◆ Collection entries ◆
# # # # #
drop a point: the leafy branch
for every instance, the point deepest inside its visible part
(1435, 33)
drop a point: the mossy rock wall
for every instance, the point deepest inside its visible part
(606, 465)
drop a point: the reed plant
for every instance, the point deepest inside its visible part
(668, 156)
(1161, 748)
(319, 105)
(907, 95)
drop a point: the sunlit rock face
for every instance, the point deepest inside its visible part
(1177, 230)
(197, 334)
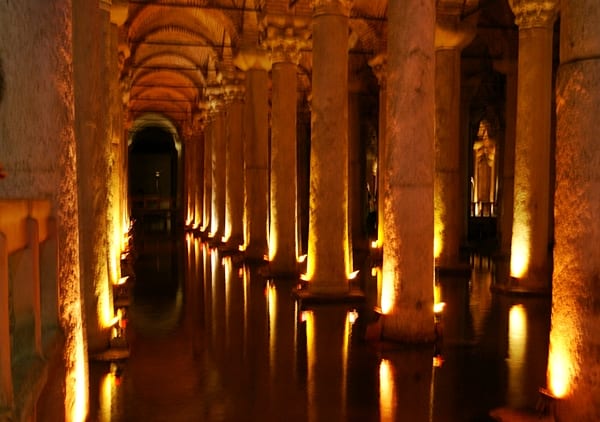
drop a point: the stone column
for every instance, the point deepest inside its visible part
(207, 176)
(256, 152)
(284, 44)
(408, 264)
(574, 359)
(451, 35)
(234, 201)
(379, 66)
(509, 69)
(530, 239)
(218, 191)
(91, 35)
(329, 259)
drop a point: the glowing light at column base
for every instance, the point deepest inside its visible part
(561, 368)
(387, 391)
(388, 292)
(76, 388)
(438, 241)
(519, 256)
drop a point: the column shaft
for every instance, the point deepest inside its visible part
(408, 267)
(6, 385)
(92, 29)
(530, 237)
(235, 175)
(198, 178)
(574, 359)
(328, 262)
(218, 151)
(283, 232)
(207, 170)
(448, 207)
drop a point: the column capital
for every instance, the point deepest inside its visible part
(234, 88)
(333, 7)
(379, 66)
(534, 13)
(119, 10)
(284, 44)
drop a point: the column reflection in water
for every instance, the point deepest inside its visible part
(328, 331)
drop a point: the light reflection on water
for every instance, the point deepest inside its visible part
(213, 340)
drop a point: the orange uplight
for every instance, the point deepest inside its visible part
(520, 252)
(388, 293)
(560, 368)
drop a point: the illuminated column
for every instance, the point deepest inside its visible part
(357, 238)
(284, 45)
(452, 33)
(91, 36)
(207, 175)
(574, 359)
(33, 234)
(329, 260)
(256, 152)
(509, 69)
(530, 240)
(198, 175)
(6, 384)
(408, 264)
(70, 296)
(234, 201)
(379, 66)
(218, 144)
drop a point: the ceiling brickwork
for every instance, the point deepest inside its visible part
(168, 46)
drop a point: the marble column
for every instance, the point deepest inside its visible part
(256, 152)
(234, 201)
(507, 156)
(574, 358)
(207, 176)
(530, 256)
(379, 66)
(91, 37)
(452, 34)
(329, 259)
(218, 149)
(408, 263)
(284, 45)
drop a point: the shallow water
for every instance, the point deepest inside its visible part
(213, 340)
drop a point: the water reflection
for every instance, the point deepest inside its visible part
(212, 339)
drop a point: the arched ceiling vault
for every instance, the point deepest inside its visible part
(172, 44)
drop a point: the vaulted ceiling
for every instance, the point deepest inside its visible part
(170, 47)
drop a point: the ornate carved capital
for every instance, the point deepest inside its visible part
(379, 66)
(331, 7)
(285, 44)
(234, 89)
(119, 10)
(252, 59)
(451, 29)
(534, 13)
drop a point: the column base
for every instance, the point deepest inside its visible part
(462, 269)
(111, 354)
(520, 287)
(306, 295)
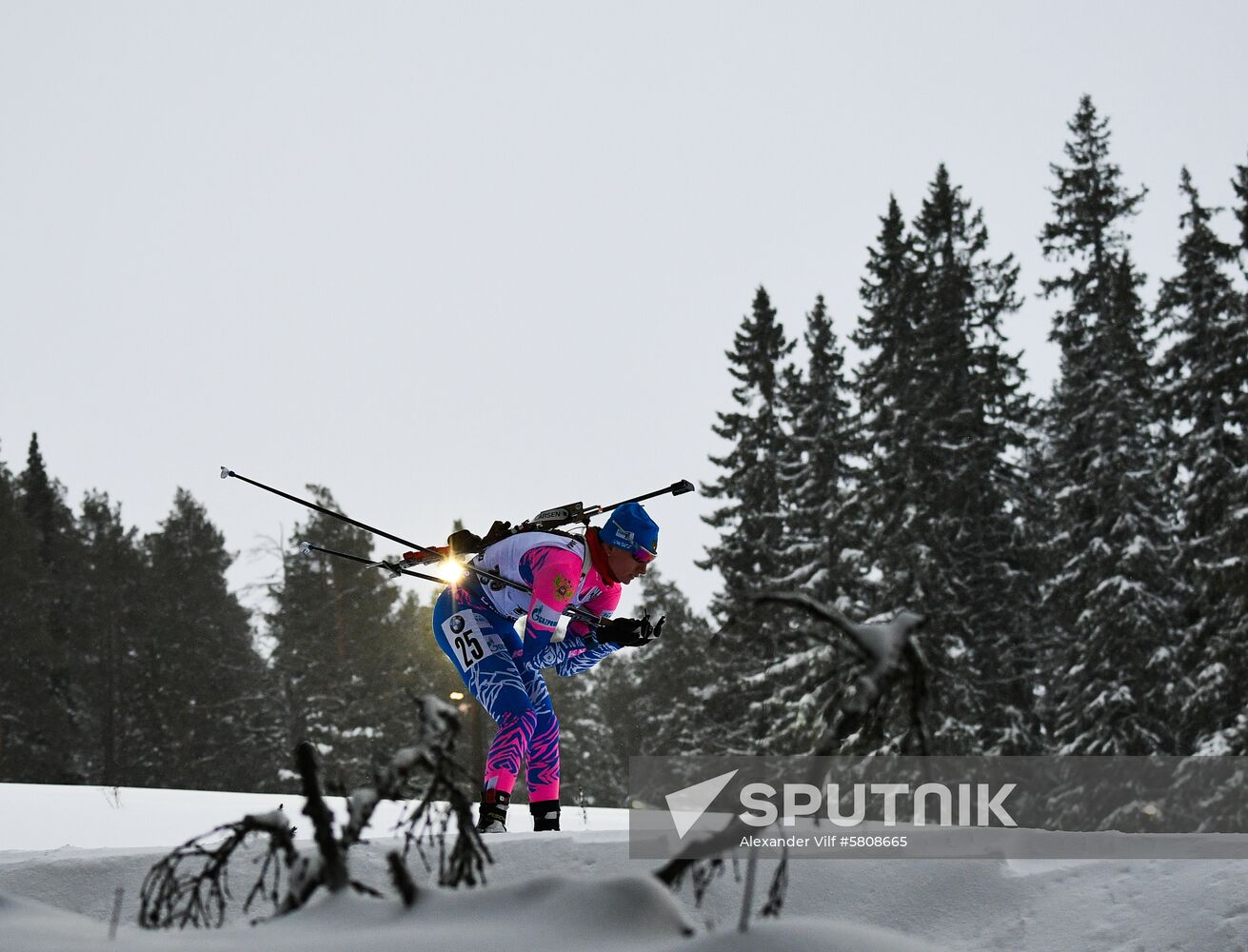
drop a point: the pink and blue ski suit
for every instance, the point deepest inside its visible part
# # # # #
◆ What you will do ◆
Only the text of the records belongs in your answer, repeated exactly; the pictures stay out.

◆ Answer for the task ◆
drop a point: the leafy branch
for every instance, the point deepest inside its visible part
(1435, 33)
drop a point: the mossy rock wall
for every instance, the point deepest inside its visible part
(606, 465)
drop a point: the reed plant
for every instance, the point deepest inside its visible part
(668, 156)
(1161, 748)
(319, 105)
(907, 95)
drop a point: the sunlit rock face
for every instance, the point deepest inside its visible part
(1177, 230)
(197, 334)
drop a point: the stone column
for every instance, the point deepest inside its visible part
(207, 176)
(256, 152)
(284, 44)
(408, 264)
(574, 359)
(451, 35)
(234, 201)
(379, 66)
(509, 69)
(530, 239)
(218, 191)
(91, 35)
(329, 259)
drop a point: the glowing light at column base
for every instance, the point deepest inside its visible part
(561, 368)
(387, 391)
(388, 292)
(76, 388)
(438, 241)
(519, 256)
drop a point: the column shaft
for every instance, the point deepest inside its visible part
(408, 267)
(6, 385)
(92, 29)
(530, 237)
(235, 175)
(198, 178)
(574, 359)
(328, 262)
(218, 151)
(283, 232)
(207, 170)
(448, 207)
drop a point: the column capital
for every instance, the point deepest inside its visible part
(234, 88)
(333, 7)
(379, 66)
(534, 13)
(119, 10)
(284, 44)
drop a point: the column reflection in water
for every instance, the point deepest inside its visible part
(328, 331)
drop a point: the light reflection on water
for every instance, the point deepest inside its visible part
(213, 340)
drop a point: the orange uplight
for every instance, the point deepest inside its visible part
(520, 252)
(388, 293)
(560, 368)
drop a point: the illuminated column
for every instance, the point deepest inside its visible part
(357, 238)
(284, 45)
(452, 33)
(91, 36)
(207, 175)
(574, 359)
(33, 234)
(329, 260)
(256, 152)
(509, 69)
(530, 240)
(198, 175)
(6, 384)
(408, 264)
(70, 296)
(234, 201)
(379, 66)
(218, 144)
drop a point: the ceiling brickwork
for every instance, the point deepest inside its visible part
(168, 46)
drop a point: the marble column
for every instance, the point deepest inside its visible part
(256, 152)
(234, 201)
(507, 156)
(574, 358)
(207, 176)
(530, 256)
(379, 66)
(91, 37)
(452, 34)
(329, 259)
(218, 149)
(408, 263)
(284, 45)
drop a point: the shallow water
for every instance, the point deepest inside its visible part
(213, 340)
drop a point: the water reflection
for every instance, the point deepest inside its visible part
(212, 339)
drop a point: the arched ceiling vault
for every instance, the point deepest inside its visible part
(172, 44)
drop a point: the vaulted ceiling
for every instance, the point deepest inside its visible part
(170, 47)
drop a point: the ornate carved capital
for every instance, the point deepest inside its visible part
(379, 66)
(331, 7)
(285, 44)
(234, 89)
(119, 10)
(252, 59)
(451, 29)
(534, 13)
drop a point: the column base
for every instance, the point deepest inside its visible part
(462, 269)
(111, 354)
(520, 287)
(306, 295)
drop a point: the pink and blue ski suit
for every instance, the point deepest inside its visible part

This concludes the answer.